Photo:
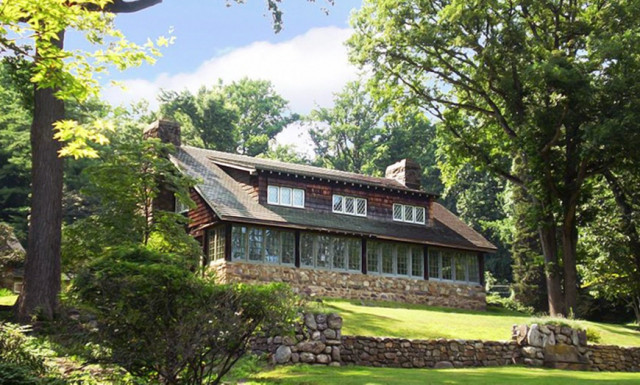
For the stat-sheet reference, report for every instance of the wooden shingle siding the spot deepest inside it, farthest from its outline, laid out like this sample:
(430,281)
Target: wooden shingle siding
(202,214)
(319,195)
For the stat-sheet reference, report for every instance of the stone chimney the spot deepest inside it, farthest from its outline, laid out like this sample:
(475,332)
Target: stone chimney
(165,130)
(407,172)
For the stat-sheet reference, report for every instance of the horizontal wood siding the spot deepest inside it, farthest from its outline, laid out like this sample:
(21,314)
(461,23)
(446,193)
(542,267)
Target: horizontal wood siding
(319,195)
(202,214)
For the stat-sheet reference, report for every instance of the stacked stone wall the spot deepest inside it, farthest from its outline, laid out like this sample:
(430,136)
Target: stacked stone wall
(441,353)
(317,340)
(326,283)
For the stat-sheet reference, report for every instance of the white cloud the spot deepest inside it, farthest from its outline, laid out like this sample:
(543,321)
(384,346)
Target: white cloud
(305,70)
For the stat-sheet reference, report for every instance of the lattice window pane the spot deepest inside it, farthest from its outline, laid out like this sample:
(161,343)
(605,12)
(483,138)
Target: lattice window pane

★ ★ ★

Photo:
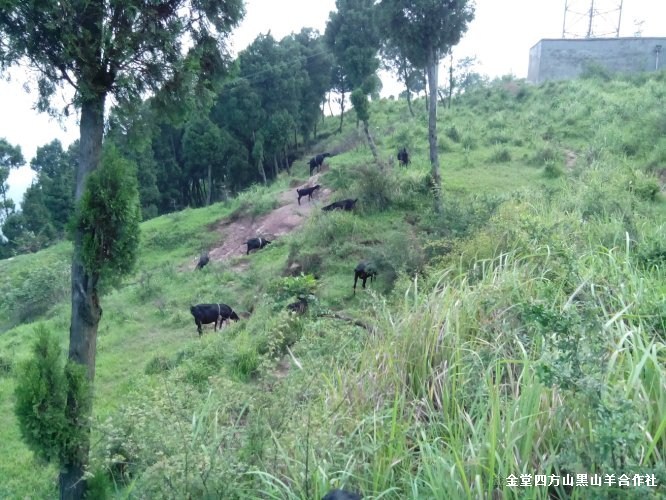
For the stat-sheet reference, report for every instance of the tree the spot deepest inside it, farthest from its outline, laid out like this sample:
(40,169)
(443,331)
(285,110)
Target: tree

★ ★ ★

• Problem description: Rewrite the part of the items that opens with the line containing "of the stone" and closes with the line containing "Target: lattice window pane", with "outline" changed to "edge" and nothing else altered. Give only those lines.

• Written response:
For the stat-sheet reference, report for every instance of the stone chimney the spot deepest inside it, farthest from its edge, laid out like this sample:
(475,332)
Target: stone chimney
(165,130)
(407,172)
For the stat-sheet reference, report for every instance of the horizontal wood siding the spot deepest inside it, farthest from its edge, laid out like this sample:
(21,314)
(461,23)
(446,193)
(542,267)
Target: horizontal wood siding
(319,195)
(202,214)
For the stat-sheet reference, report for every instance of the stacked stone wall the spot deepest inside it, farthest from its edge, laid out like this sample:
(430,136)
Target: stacked stone wall
(441,353)
(317,340)
(326,283)
For the stat-sheet reference, report for every instance of the white cloud the spot deepest inside it, farthest from its edge, laid out like this sample:
(543,321)
(384,346)
Target: white cloud
(305,70)
For the stat-sheet reference, report for every instance of the lattice window pane the spot deepest inside it, farthest from its edge, laid out like this sample:
(161,343)
(605,12)
(483,138)
Target: lattice window pane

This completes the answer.